Start of Records

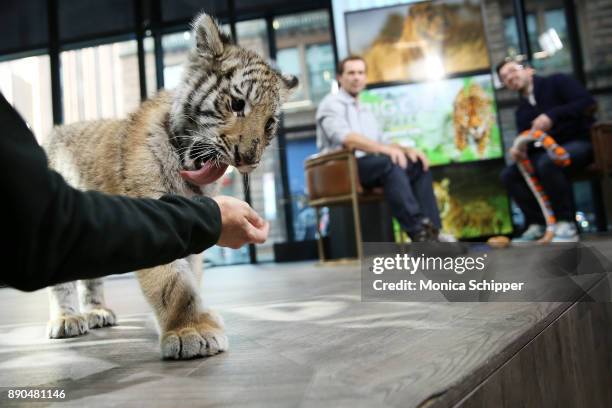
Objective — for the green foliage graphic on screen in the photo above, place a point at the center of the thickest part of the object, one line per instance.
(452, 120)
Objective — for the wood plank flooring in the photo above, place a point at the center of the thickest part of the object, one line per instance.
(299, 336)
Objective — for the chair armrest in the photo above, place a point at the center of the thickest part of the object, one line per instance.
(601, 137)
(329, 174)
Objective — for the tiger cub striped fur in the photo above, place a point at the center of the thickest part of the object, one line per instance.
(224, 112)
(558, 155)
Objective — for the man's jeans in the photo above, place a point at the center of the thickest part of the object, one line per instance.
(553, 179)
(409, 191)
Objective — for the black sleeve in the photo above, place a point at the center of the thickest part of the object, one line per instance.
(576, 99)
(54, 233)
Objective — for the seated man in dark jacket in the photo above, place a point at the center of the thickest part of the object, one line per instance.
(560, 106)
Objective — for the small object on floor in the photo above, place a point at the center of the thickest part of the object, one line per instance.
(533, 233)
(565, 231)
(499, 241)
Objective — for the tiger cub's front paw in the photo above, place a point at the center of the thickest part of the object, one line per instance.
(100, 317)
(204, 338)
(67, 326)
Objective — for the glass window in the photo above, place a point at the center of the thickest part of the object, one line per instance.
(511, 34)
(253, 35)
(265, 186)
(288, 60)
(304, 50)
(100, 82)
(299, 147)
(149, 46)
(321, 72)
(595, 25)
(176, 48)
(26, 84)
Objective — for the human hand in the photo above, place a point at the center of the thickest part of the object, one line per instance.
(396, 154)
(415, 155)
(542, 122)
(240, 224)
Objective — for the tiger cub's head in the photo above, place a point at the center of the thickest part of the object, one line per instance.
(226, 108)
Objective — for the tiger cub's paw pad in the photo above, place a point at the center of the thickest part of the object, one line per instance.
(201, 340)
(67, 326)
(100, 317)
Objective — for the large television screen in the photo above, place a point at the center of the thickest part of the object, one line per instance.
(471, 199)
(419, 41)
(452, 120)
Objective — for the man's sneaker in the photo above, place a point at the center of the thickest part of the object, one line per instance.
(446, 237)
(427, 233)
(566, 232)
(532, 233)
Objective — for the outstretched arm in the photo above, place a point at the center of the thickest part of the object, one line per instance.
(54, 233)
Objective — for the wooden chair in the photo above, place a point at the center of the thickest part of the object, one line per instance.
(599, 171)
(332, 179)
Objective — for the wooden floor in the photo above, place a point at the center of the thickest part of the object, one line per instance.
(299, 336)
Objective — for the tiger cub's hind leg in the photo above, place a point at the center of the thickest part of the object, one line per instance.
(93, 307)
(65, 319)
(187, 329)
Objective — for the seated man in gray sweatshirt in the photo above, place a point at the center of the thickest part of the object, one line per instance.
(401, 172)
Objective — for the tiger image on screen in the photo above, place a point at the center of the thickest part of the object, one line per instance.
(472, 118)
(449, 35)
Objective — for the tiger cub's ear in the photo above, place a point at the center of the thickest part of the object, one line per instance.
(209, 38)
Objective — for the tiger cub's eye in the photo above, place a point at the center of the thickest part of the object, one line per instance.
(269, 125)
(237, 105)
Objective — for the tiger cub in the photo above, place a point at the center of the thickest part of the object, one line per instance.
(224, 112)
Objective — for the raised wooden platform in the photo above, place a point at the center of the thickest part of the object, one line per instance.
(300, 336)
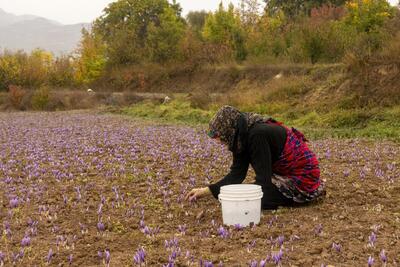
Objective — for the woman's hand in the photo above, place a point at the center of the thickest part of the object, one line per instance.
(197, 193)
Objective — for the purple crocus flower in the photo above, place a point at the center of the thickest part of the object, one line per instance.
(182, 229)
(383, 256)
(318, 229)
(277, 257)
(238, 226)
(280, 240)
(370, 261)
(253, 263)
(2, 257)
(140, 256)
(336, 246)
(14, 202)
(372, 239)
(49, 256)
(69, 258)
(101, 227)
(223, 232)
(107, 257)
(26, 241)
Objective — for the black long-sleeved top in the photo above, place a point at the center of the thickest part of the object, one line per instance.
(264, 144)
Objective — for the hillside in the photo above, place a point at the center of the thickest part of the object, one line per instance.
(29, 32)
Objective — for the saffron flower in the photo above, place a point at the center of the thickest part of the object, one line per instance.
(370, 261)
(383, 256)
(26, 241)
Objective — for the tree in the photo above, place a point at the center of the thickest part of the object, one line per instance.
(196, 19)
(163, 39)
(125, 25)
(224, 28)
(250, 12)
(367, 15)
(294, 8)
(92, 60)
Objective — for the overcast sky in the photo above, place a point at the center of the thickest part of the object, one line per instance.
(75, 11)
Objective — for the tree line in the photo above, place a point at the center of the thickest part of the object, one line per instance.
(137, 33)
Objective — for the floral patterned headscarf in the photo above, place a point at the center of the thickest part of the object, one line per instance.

End of Records

● **Directions**
The records above, minus their pictures, are to be returned word for word.

● **Exercise response**
Objective — for the green foliage graphic on screen in the photo above, place a point at the center of the thickest part of the object, one line per instance.
(452, 120)
Objective — for the wood plank flooring in the photo above, place a point at the center of the thickest part of the object, one line per instance.
(299, 336)
Objective — for the chair armrest in the photo above, place a point at the center of the thickest part of the object, one line per instance.
(601, 137)
(329, 174)
Objective — for the tiger cub striped fur in the photo above, place a point at the center of the thickest part of the object, one line per instance.
(224, 112)
(558, 155)
Objective — for the man's jeans in the photo above, place a point at the center of the thickest part of the object, one line per instance.
(553, 179)
(409, 191)
Objective — for the black sleeve in the photo above, place a point at the center of the thickest part of the object, one line per instance.
(576, 99)
(54, 233)
Objective — for the seated man in dark jacket in the photo above, place a point at the center of the thickest part of the object, one line per instance.
(560, 106)
Objective — for the small object on floor in the photo above, place a point at the center of the thickest part of the object, one line per instance.
(533, 233)
(565, 231)
(499, 241)
Objective — for the tiger cub's front paw in the photo above, place a point at the center of the thickest part of the object, one line per instance.
(100, 317)
(204, 338)
(67, 326)
Objective — for the glass window in the photo above, place a point at the center of the thickest part of the object, one line per instance.
(511, 34)
(253, 35)
(265, 186)
(288, 60)
(304, 50)
(100, 82)
(299, 147)
(149, 46)
(321, 72)
(595, 25)
(176, 48)
(26, 84)
Objective — for the human hand in the photo above, place a point at the center of the thickest part of the object, one line per instance.
(396, 154)
(415, 155)
(542, 122)
(240, 224)
Objective — for the tiger cub's head in the photo above, place a point at the center of the thickest part of the object, one line per instance.
(226, 108)
Objective — for the tiger cub's paw pad in the photo above, place a point at the center of the thickest part of the object, one line per instance.
(201, 340)
(67, 326)
(100, 317)
Objective — for the large television screen in the photo above, place a point at the center of the thickest part of the object, one line per instance.
(471, 199)
(419, 41)
(452, 120)
Objective — for the man's sneaker in the photo above, place a point at the center of the thickest part of the object, one line per instance.
(446, 237)
(427, 233)
(566, 232)
(532, 233)
Objective — for the outstretched arm in the photo above, place a point at the center of the thickest part of the object, one line per instance.
(54, 233)
Objective — for the wooden chair in the photo above, place a point at the center of the thickest part of the object, one line per instance.
(599, 171)
(332, 179)
Objective — for the wooden floor in the photo above, place a point at the center of the thickest part of the object, one line per instance.
(299, 336)
Objective — for the tiger cub's hind leg in the photo above, place a point at the center of the thickest part of the object, one line per instance.
(93, 307)
(65, 319)
(187, 329)
Objective — for the seated man in gray sweatshirt in the photo above, place a point at the center of the thickest part of the object, one line per instance.
(401, 172)
Objective — for the tiger image on screen in the photo above, place a point at the center of the thickest part of the object, one line per instance.
(472, 118)
(449, 35)
Objective — for the tiger cub's ear in the photo above, place a point at the center of the thickest part of the object, one line per instance.
(209, 38)
Objective — for the tiger cub's eye in the photo above, place a point at the center of the thickest part of the object, one line per instance.
(269, 125)
(237, 105)
Objective — for the tiger cub in the photo above, place a point at the center of the thickest part of the object, one line per instance.
(224, 112)
Objective — for the raised wooden platform in the photo above, place a point at the center of the thickest part of the object, one line per instance.
(300, 336)
Objective — for the woman's hand in the photo above, place a point at the center of the thickest part of the object, one line per instance.
(197, 193)
Objective — for the purple crocus flower in the photo above, place a point at the center of the thickest part of the object, one line per instance.
(182, 229)
(383, 256)
(318, 229)
(277, 257)
(238, 226)
(280, 240)
(370, 261)
(253, 263)
(2, 257)
(140, 256)
(336, 246)
(14, 202)
(372, 239)
(49, 256)
(69, 258)
(101, 227)
(223, 232)
(107, 257)
(26, 241)
Objective — for the black long-sleeved top in the photo above, place a point at the center of the thickest part of the object, one line per instance.
(264, 144)
Objective — for the hillside in the photo above, place a point at the center of the thickest part of the object, one line per instance.
(29, 32)
Objective — for the saffron flower in the photo above, place a point at the center of the thickest part of the object, one line per instance.
(370, 261)
(383, 256)
(26, 241)
Objective — for the tree in the photo above, place a point at the center of the thickest part of the object, one line per instance.
(196, 19)
(163, 39)
(125, 25)
(224, 28)
(250, 12)
(367, 15)
(294, 8)
(92, 60)
Objective — for the overcast sky in the photo above, place a point at the center of the thickest part of the object, one line per instance.
(75, 11)
Objective — for the tree line in the photo above, place a point at the center of the thickest part of the object, one line per instance.
(137, 33)
Objective — for the floral patterned headscarf in the photo above, place a point at the center of the thickest part of the object, one line per instance.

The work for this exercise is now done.